### EXERCISE TASKS
• A. In the wine blog excerpt, take the part that opens with "Visits during the" and closes with "without our Burgundy.", and write it out again with "Burgundy" swapped for "Bourgogne".
• B. Answer these questions from the wine blog excerpt:
(i) Where is the Mouton winery?
(ii) Who is the oenologue at Nouveau Monde?
(iii) What year does Jean-Philippe Servière give for his last holiday?
• C. Put this sentence from the wine blog excerpt into French: "It was a memorable trip, and the wines will be with us to remind us for some time to come."

___ EXTRACT PROVIDED ___

So we visited the Mouton winery on the hilltop settlement of Rozay high above the Rhône valley late one afternoon, just after they ahd returned from picking grapes for the day.  Of course we needed to make an appointment at this busy time of year, but we were received with warmth and courtesy, and we could taste both their IGP viognier and the 2 complex Condrieus, together with 2 Côte Rotie cuvées.   

The hillside vineyards in the photos are named Châtillon for one of the cuvées, facing the river.  We could see the vines from which one of our wines was made as we looked out of our bedroom windows or sat in the restaurant each day.  It was a memorable trip, and the wines will be with us to remind us for some time to come.

Monday, 24 August 2020

Visits during the Covid period

Earlier this year we returned, as we do often, to Domaine Lucien Jacob in Échevronne in the Côte d’Or. We were introduced to the Jacobs and their wines over 20 years ago when Mary and the family presented me with a kind of ‘share’ there, and we’ve never regretted it. Despite our encounters with much less expensive wines further south, we would not be without our Burgundy. 

We read of complex and difficult problems in the wine industry - among other things, bubbly consumption is plummeting because people feel they have little to celebrate.  But apart from difficulties in selling and exporting wine, this week there have been local headlines about the lack of water for muscat grapes here, where of course irrigation is not allowed.  But the hot weather also makes producing lower alcohol wines very difficult - quickly ripening grapes have more sugar and so wines end up more alcoholic.

We've had some good visits to winemakers in the past month.  One was an excellent wine tasting outing with visitors Chris and Siena to the Coop in St Christol, and to Ch. Grès Saint Paul. Both were enjoyable, but our encounter with Jean-Philippe Servière at GsP as especially good. We first met him nearly 20 years ago, and his wines are as good as ever; he’s nearly my age and has been making wine for over 40 years (his last holiday, he says, was in 1978!). Nobody can say winemakers have easy lives...

We revisited Nouveau Monde on the coast at Vendres Plage again at the weekend and found the whites and rosés we tasted excellent and reasonably priced. The chardonnay, 'now with vermentino' as the sales blurb might say, is as good as ever (thanks to Régine in Béziers for her recommmendation nearly 20 years ago) and the Chasan, the other white, very good too. I think they are surviving the difficulties just now not only by producing good wine by being next to a campsite, so sales trickle along nicely including a lot of volume sales! We had a very friendly and businesslike reception from Sébastien (his wife Anne-Laure is the oenologue), and although we did not taste reds this time (there is a limit at 32 in the shade!) we will be back to do so. 

Now we are looking forward to a birthday trip to Condrieu and the Côte Rôtie by the Rhône south of Lyon.  Watch this space!

___ ENTRIES SHOWN ___

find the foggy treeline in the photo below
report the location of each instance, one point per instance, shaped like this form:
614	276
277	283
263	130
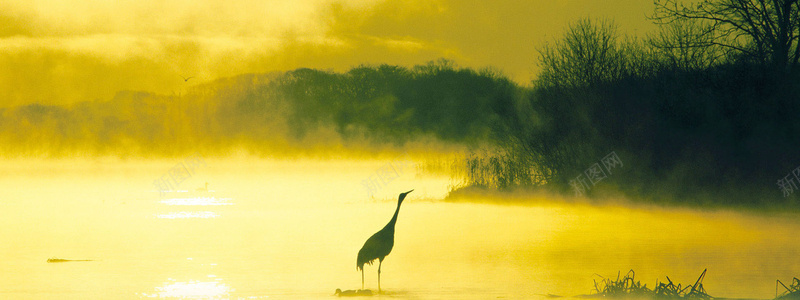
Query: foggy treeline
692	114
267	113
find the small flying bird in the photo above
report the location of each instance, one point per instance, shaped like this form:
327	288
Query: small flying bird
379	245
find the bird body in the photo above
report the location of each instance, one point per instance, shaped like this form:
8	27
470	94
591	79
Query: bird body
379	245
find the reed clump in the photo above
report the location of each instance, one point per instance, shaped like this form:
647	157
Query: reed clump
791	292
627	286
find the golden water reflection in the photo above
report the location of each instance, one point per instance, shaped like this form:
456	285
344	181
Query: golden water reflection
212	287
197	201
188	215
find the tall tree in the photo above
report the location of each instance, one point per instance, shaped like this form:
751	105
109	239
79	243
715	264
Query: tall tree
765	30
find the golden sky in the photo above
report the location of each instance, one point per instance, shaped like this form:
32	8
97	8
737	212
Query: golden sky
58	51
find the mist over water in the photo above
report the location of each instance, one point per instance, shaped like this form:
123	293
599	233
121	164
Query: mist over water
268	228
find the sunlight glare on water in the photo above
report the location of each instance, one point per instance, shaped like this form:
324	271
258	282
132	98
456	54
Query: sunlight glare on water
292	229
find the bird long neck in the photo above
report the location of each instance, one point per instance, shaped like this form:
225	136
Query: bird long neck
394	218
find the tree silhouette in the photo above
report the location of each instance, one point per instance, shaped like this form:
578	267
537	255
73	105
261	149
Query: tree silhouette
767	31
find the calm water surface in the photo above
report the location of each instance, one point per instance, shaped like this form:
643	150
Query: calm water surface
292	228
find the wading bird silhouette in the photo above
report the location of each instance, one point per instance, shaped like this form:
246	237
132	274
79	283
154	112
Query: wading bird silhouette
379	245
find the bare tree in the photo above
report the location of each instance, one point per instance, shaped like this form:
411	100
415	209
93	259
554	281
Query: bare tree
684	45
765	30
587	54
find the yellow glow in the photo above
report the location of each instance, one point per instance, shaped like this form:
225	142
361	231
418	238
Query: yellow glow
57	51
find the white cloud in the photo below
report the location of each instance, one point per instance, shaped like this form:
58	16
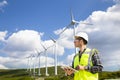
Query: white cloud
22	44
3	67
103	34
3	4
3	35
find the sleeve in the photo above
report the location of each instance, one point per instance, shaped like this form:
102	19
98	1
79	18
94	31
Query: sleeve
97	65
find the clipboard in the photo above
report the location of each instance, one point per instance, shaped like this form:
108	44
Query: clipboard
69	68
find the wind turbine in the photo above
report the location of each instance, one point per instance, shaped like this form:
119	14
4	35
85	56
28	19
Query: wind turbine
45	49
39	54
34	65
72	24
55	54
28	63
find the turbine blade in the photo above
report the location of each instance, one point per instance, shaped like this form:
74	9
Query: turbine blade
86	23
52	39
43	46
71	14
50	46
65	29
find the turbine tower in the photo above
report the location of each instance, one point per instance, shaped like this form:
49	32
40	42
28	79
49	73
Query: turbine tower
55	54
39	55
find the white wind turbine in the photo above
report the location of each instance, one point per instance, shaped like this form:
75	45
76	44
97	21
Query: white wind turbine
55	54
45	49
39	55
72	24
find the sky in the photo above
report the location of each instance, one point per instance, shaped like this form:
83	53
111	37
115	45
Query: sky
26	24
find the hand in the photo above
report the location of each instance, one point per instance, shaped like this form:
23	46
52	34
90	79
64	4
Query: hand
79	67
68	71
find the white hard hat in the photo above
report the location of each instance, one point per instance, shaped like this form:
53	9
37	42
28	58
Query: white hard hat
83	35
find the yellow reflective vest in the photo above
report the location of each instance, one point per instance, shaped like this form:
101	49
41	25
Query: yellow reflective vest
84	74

___
___ ENTRIES SHOWN ___

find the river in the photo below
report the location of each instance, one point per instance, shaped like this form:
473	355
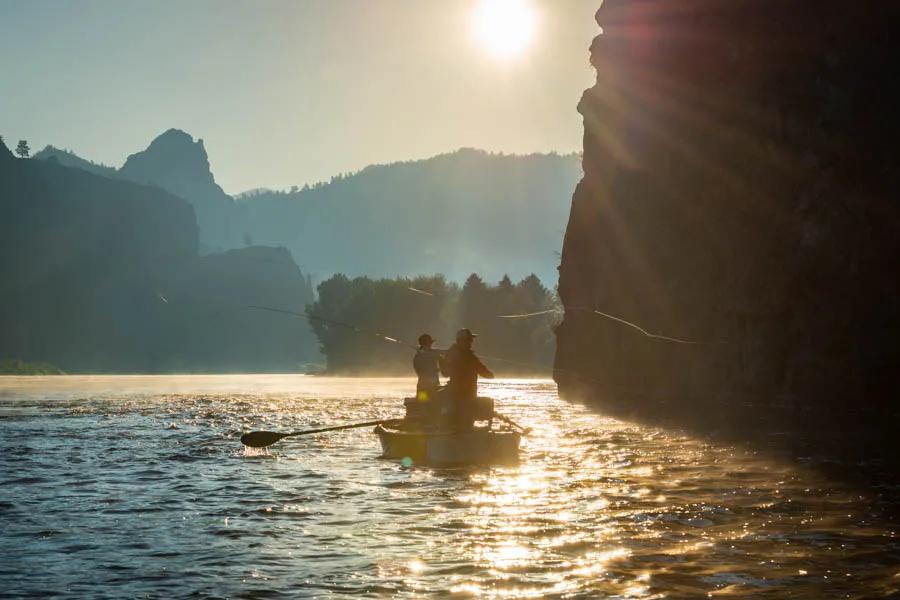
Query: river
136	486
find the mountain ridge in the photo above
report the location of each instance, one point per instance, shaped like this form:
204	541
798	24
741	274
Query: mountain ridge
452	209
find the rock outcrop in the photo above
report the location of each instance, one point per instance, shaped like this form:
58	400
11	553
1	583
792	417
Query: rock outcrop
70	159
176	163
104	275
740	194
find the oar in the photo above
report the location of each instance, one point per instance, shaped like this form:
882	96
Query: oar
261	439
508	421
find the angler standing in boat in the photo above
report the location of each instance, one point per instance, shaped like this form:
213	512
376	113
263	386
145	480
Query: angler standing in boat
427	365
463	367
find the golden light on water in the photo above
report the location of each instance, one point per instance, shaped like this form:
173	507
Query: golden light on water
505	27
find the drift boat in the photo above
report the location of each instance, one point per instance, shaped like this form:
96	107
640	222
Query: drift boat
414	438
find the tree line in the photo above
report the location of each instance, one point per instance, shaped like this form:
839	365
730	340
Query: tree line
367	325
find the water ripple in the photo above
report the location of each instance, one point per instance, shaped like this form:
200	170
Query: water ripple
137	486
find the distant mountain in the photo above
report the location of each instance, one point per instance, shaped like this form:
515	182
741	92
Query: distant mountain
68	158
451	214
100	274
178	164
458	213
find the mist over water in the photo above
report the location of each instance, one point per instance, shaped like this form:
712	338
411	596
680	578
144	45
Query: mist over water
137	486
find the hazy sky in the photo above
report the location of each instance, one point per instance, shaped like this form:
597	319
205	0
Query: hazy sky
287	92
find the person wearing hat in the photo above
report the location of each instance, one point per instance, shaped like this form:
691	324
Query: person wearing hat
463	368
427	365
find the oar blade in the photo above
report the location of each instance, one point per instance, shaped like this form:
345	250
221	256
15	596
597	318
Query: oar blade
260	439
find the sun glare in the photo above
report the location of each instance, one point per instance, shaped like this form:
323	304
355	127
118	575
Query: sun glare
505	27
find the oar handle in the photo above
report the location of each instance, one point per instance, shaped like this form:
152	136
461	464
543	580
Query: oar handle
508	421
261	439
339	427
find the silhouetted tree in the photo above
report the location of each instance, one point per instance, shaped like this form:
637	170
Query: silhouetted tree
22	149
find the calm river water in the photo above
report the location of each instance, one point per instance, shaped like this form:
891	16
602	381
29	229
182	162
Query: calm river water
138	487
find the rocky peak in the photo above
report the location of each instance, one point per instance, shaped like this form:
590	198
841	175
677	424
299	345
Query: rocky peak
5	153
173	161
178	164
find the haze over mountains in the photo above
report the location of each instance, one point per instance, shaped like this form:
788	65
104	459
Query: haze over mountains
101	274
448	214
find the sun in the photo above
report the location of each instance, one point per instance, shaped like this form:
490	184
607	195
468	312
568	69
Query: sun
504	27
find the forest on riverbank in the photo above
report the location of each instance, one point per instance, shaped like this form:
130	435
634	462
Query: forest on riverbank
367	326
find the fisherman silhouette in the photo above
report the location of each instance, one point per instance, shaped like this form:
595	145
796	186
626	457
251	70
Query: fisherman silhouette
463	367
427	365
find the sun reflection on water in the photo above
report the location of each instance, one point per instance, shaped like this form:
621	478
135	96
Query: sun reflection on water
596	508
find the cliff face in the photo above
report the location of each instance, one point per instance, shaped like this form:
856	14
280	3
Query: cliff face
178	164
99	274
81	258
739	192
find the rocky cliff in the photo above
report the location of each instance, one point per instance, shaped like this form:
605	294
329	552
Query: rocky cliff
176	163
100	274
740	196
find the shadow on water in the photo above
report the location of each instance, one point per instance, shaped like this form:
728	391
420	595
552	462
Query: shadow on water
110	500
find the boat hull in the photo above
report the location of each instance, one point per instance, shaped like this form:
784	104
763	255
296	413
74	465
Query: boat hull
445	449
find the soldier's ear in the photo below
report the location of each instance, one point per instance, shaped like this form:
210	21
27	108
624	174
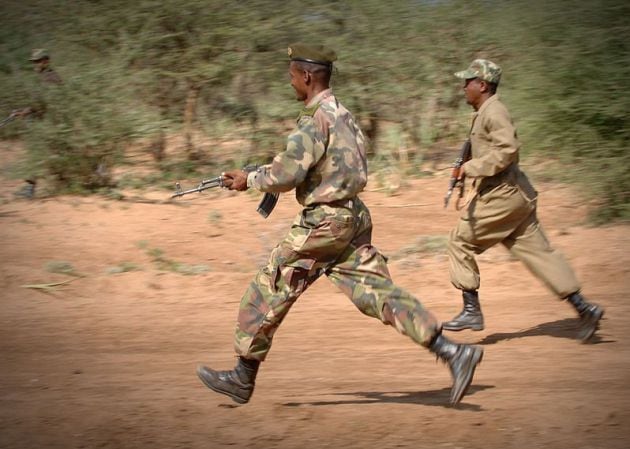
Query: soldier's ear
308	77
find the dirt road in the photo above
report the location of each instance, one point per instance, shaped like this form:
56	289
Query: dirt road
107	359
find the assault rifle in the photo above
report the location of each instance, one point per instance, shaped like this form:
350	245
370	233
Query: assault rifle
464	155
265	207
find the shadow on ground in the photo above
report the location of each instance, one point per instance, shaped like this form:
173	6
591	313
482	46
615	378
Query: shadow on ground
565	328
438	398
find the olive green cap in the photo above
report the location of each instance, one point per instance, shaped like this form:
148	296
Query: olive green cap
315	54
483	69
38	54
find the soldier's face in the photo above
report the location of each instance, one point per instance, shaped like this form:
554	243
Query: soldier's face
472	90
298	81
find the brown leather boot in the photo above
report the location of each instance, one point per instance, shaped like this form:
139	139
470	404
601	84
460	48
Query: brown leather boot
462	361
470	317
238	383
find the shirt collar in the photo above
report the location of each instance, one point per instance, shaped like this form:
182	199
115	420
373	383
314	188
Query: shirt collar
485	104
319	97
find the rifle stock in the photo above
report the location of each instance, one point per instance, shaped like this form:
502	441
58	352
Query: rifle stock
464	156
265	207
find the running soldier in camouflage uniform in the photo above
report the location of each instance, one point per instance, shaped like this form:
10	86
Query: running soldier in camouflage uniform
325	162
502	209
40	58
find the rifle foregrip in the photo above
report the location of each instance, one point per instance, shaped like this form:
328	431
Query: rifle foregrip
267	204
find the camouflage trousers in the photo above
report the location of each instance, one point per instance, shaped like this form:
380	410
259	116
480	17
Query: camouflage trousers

___

### ANSWERS IN ORDER
• A.
Visits during the Covid period

Earlier this year we returned, as we do often, to Domaine Lucien Jacob in Échevronne in the Côte d’Or. We were introduced to the Jacobs and their wines over 20 years ago when Mary and the family presented me with a kind of ‘share’ there, and we’ve never regretted it. Despite our encounters with much less expensive wines further south, we would not be without our Bourgogne.

• B.
(i) On the hilltop settlement of Rozay, high above the Rhône valley.
(ii) Anne-Laure, Sébastien's wife.
(iii) 1978.

• C. Ce fut un voyage mémorable, et les vins resteront avec nous pour nous le rappeler pendant encore un bon moment.